**** TEXT EXCERPT ****

[PATCH 0/2] Introducing the eXtensible Array (xarray)

[Date Prev][Date Next][Thread Prev][Thread Next][Date Index][Thread Index]

 



From: Matthew Wilcox <mawilcox@xxxxxxxxxxxxx>

I wrote the xarray to replace the radix tree with a better API based
on observing how programmers are currently using the radix tree, and
on how (and why) they aren't.  Conceptually, an xarray is an array of
2^BITS_PER_LONG pointers which is initially full of NULL pointers.

This is the result of about two weeks worth of hacking.  There is much
more to do; I think the most important thing remaining is to start
working on converting the page cache from the radix tree to the xarray.
That will tell me where the API could be better.  I'm sending it out
now for feedback; I know there are bugs and some half-finished code,
but I'm interested in comments on the design direction.

Improvements the xarray has over the radix tree:

 - The radix tree provides operations like other trees do; 'insert' and
   'delete'.  But what users really want is an automatically resizing
   array, and so it makes more sense to give users an API that is like
   an array -- 'load' and 'store'.
 - Locking is part of the API.  This simplifies a lot of users who
   formerly had to manage their own locking just for the radix tree.
   It also improves code generation as we can now tell RCU that we're
   holding a lock and it doesn't need to generate as much fencing code.
   The other advantage is that tree nodes can be moved (not yet
   implemented).

****

- EXERCISE TASKS -
a – Translate this sentence from the xarray patch announcement into Spanish: "This is the result of about two weeks worth of hacking."
b – Based on the xarray patch announcement, answer yes or no to each statement and quote the words that decide it: (i) An xarray is conceptually an array that starts out full of NULL pointers. (ii) The author says the code contains no known bugs. (iii) Moving tree nodes is already implemented.
c – Repeat the passage of the xarray patch announcement that begins at the words "Improvements the xarray"; stop after "much fencing code.".

**** GIVEN MATERIAL ****

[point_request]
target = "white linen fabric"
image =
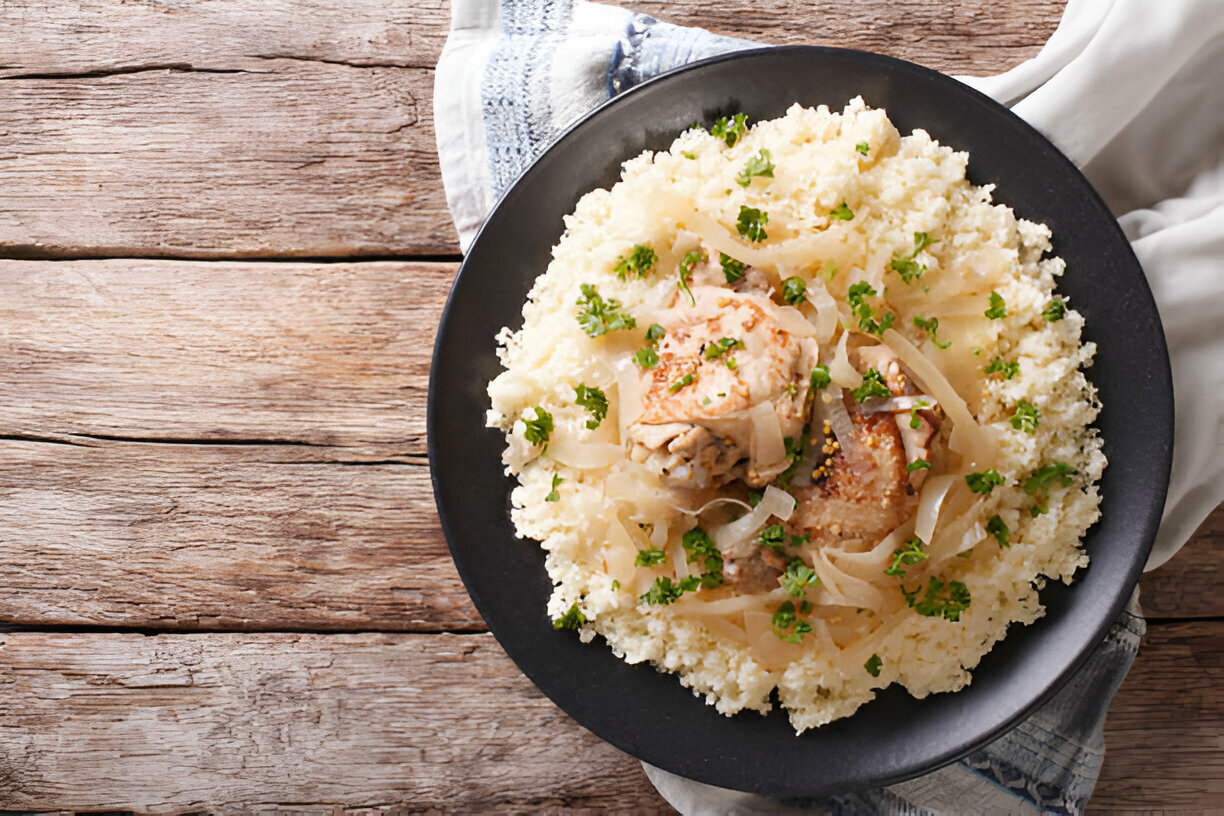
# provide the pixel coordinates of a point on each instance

****

- TASK RESULTS -
a – Este es el resultado de unas dos semanas de hackeo.

b –
(i) Yes: "Conceptually, an xarray is an array of 2^BITS_PER_LONG pointers which is initially full of NULL pointers."
(ii) No: "I know there are bugs and some half-finished code"
(iii) No: "The other advantage is that tree nodes can be moved (not yet implemented)."

c –
Improvements the xarray has over the radix tree:

 - The radix tree provides operations like other trees do; 'insert' and
   'delete'.  But what users really want is an automatically resizing
   array, and so it makes more sense to give users an API that is like
   an array -- 'load' and 'store'.
 - Locking is part of the API.  This simplifies a lot of users who
   formerly had to manage their own locking just for the radix tree.
   It also improves code generation as we can now tell RCU that we're
   holding a lock and it doesn't need to generate as much fencing code.